About this task:
Transcribe every line of the entries exactly.

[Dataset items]
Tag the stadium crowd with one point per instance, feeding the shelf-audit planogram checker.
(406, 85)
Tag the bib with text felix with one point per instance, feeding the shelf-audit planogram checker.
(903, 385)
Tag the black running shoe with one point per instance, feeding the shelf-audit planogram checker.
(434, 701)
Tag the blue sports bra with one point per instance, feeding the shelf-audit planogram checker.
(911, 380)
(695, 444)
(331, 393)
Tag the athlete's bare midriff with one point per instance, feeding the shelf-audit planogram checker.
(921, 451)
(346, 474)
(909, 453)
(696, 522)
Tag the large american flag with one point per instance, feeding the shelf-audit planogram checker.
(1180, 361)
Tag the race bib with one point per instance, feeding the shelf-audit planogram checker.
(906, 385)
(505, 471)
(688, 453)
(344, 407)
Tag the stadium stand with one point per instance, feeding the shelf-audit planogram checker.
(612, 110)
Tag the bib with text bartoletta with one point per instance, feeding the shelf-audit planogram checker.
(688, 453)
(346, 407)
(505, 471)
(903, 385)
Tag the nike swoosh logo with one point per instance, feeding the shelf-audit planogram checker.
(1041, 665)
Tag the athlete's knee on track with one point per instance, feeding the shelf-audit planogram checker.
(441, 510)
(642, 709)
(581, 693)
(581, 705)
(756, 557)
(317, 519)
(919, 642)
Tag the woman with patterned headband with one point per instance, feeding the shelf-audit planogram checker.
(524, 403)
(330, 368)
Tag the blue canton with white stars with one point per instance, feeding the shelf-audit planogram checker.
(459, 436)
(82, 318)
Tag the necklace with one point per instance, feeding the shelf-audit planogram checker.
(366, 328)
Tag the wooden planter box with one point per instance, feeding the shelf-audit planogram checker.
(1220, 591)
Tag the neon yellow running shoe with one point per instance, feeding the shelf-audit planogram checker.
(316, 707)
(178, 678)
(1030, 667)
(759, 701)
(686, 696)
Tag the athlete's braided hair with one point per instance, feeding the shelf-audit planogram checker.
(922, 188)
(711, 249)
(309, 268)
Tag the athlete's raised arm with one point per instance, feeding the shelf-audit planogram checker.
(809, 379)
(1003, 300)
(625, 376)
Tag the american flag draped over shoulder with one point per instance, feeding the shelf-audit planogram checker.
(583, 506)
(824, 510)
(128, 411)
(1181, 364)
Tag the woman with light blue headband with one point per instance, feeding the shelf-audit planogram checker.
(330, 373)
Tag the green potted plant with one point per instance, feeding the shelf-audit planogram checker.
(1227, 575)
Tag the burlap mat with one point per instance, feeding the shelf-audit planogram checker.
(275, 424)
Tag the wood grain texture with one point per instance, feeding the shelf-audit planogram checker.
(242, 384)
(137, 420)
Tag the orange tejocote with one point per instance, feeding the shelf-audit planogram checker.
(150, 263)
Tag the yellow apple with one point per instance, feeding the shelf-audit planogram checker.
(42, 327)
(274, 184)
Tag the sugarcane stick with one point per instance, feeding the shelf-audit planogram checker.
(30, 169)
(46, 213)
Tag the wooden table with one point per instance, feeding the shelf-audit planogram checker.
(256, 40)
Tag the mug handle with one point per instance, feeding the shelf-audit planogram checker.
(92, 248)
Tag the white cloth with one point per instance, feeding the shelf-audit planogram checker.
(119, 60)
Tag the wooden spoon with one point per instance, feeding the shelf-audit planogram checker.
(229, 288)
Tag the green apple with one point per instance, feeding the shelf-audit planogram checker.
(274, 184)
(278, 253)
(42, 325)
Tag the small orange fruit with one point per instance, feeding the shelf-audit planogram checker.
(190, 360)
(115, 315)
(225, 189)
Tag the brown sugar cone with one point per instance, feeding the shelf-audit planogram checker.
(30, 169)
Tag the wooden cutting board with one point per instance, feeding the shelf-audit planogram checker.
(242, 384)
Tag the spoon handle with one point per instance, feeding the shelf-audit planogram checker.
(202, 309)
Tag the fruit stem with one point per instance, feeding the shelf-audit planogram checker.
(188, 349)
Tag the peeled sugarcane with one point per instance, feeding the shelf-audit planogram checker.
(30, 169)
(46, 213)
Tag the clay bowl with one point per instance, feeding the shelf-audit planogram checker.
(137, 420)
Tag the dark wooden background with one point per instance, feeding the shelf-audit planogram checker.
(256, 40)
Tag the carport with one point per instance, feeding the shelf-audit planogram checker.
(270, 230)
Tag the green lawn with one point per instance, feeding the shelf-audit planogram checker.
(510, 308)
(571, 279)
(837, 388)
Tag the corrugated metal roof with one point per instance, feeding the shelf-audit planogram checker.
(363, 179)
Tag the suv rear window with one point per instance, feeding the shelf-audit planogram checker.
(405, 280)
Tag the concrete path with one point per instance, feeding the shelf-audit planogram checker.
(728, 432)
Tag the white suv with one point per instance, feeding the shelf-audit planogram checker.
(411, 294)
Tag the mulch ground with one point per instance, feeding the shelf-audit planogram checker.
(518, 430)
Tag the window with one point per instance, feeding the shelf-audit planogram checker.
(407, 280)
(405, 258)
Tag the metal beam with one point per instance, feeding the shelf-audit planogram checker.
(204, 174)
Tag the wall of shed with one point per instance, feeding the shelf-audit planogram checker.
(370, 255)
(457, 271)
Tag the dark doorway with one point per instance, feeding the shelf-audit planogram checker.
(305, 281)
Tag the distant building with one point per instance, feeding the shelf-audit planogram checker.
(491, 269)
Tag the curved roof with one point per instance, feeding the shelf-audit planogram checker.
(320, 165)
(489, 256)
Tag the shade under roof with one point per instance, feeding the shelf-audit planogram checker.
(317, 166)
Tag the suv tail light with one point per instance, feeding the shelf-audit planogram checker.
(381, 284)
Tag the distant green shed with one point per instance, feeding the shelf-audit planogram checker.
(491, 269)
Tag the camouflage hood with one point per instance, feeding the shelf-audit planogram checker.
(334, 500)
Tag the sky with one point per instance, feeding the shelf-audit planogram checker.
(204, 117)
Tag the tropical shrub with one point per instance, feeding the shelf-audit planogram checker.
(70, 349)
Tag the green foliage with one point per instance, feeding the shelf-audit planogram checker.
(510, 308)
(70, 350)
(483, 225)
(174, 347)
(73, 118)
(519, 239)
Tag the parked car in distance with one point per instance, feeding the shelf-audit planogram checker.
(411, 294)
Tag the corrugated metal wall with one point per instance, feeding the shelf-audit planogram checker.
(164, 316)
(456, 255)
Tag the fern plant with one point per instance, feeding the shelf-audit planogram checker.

Result below:
Tag the stadium crowd with one point per instance, feeding the shelf-audit planogram checker.
(406, 85)
Tag the bib with text felix with one point per instance, feeding the shelf-audit planogram checker.
(903, 385)
Tag the black running shoe with one point per instance, feeding the shelf-audit planogram checker.
(434, 701)
Tag the blue sports bra with one point per instance, feeding the shelf-audit planogram checker.
(911, 380)
(695, 444)
(331, 393)
Tag the athlete's bare midriff with one point per instance, feeding the shelf-audit planogram checker.
(921, 451)
(346, 474)
(909, 453)
(696, 522)
Tag the large american flag with one point per instance, feeding the shelf-audit planogram checker.
(1180, 361)
Tag the race bib with one point per instance, feeding the shelf-audit planogram checker.
(906, 385)
(505, 471)
(688, 453)
(344, 407)
Tag the stadium stand with one point per instance, feeding the shelf-audit planogram checker.
(612, 110)
Tag the bib with text bartoletta with one point per instance, feeding the shelf-audit planogram checker.
(688, 453)
(346, 407)
(505, 471)
(903, 385)
Tag the nike swoosh logo with one point per instance, feeding the shelf-audit planogram checker.
(1041, 665)
Tag the athlete's knee on track with one point per instance, feeding the shelf-audit planogram checker.
(441, 510)
(642, 709)
(581, 693)
(581, 705)
(756, 557)
(317, 519)
(919, 642)
Tag the woman with patterned headband with one point per instance, feeding the shelf-audit planogram checker.
(524, 403)
(330, 368)
Tag the blue canton with white stars with one point per instance, feeding the shelf-audit planogram checker.
(459, 436)
(82, 318)
Tag the necklace with one point per instance, feeding the shelf-audit planogram checker.
(366, 328)
Tag the wooden planter box with one point per instance, feeding the shelf-audit planogram checker.
(1220, 591)
Tag the neon yellow running shoe with one point per instance, feeding the shelf-audit planogram checker.
(316, 707)
(178, 678)
(1030, 667)
(759, 701)
(686, 696)
Tag the athlete's braided hair with one point per instance, feeding the shelf-audit planogram checker.
(922, 188)
(711, 249)
(309, 268)
Tag the athlete's raised arm with one point per instance, feeding the shelf-audit planogram checker.
(809, 379)
(1003, 300)
(625, 376)
Tag the american flag draped over shoulder with one point per instance, feeding the shelf-audit planogram checker.
(583, 506)
(824, 510)
(128, 411)
(1181, 364)
Tag the woman with light blue headband with one point per instance, feeding the shelf-audit planogram checker.
(330, 373)
Tag the green potted plant with one point per instance, feeding the shelf-audit planogram checker.
(1227, 575)
Tag the burlap mat with one point per instance, feeding the shelf-audit planogram checker.
(275, 424)
Tag the wood grain texture with one point per instance, feeding the shelf-audit planogram checker.
(242, 384)
(137, 420)
Tag the orange tejocote with one point per instance, feeding the shelf-audit planogram checker.
(150, 263)
Tag the yellow apple with one point per instance, feeding the shelf-audit planogram checker.
(42, 327)
(274, 184)
Tag the sugarcane stick with one point per instance, feeding the shelf-audit planogram checker.
(30, 169)
(46, 213)
Tag the wooden table with one point per instance, feeding the shelf-audit planogram checker.
(256, 40)
Tag the mug handle with one point per instance, feeding the shelf-audit planogram checker.
(92, 248)
Tag the white cloth with one point per instance, feeding the shelf-audit planogram checker.
(119, 60)
Tag the wooden spoon with one point per instance, feeding the shelf-audit planogram checker.
(229, 288)
Tag the green apple with one point per instance, feeding the shelf-audit planogram checker.
(274, 184)
(278, 253)
(42, 325)
Tag the small orange fruit with one point per instance, feeding the shelf-audit planogram checker.
(190, 360)
(115, 315)
(225, 189)
Tag the brown sugar cone with one point per instance, feeding the shelf-audit planogram checker.
(30, 169)
Tag the wooden cutting board with one point per instance, feeding the shelf-audit planogram checker.
(242, 384)
Tag the spoon handle with one point per instance, feeding the shelf-audit planogram checker.
(202, 309)
Tag the fruit stem with one point per instance, feeding the shelf-audit planogram checker.
(188, 349)
Tag the peeled sugarcane with one point per instance, feeding the shelf-audit planogram checker.
(30, 169)
(46, 213)
Tag the clay bowl with one point per instance, feeding the shelf-audit planogram checker.
(137, 420)
Tag the dark wooden background with one point per instance, feeding the shelf-audit planogram checker.
(256, 40)
Tag the carport with one point per instance, feeding the shelf-audit planogram checker.
(270, 230)
Tag the green lawn with one point per instance, feeding the shelf-audit planogram checker.
(510, 308)
(571, 279)
(837, 388)
Tag the corrugated metal roof with one point per instance, feeding the shelf-audit planogram checker.
(363, 179)
Tag the suv rear window with one point per instance, feeding the shelf-audit planogram checker.
(405, 280)
Tag the concrete path with one point per instance, feeding the shelf-audit planogram checker.
(728, 432)
Tag the white suv with one point per instance, feeding the shelf-audit planogram checker.
(411, 294)
Tag the mulch ground with one point per instance, feeding the shelf-audit planogram checker.
(518, 430)
Tag the window with one point per instance, feeding the shelf-audit planogram checker.
(407, 280)
(405, 258)
Tag the metal beam with one point per instance, feeding the shelf-audit planogram checker.
(204, 174)
Tag the wall of shed with one point per instance, feeding the shelf-audit planogram checker.
(370, 255)
(457, 271)
Tag the dark doorway with one point per instance, feeding the shelf-audit planogram checker.
(305, 281)
Tag the distant building with one point per instance, feeding the shelf-audit planogram checker.
(491, 269)
Tag the curved roof with one point per instance, feeding the shelf-audit planogram checker.
(320, 165)
(489, 256)
Tag the shade under roof with one point per instance, feeding the shelf-audit planogram checker.
(317, 166)
Tag the suv tail light with one point per instance, feeding the shelf-audit planogram checker.
(381, 284)
Tag the distant green shed with one point per instance, feeding the shelf-audit planogram checker.
(491, 269)
Tag the camouflage hood with one point per instance, feeding the shelf-audit planogram checker.
(334, 500)
Tag the sky with one point per instance, feeding the shelf-audit planogram checker.
(204, 117)
Tag the tropical shrub with one point per instance, feeding the shelf-audit planogram checker.
(70, 349)
Tag the green foliage with one point per instance, feeding the shelf-audit planogram checker.
(510, 308)
(70, 350)
(483, 225)
(174, 347)
(73, 118)
(519, 239)
Tag the parked car in distance with one point per instance, feeding the shelf-audit planogram checker.
(411, 294)
Tag the corrugated metal wall with one point per instance, feeding the shelf-audit planogram checker.
(164, 316)
(456, 255)
Tag the fern plant with one point per instance, feeding the shelf-audit planogram checker.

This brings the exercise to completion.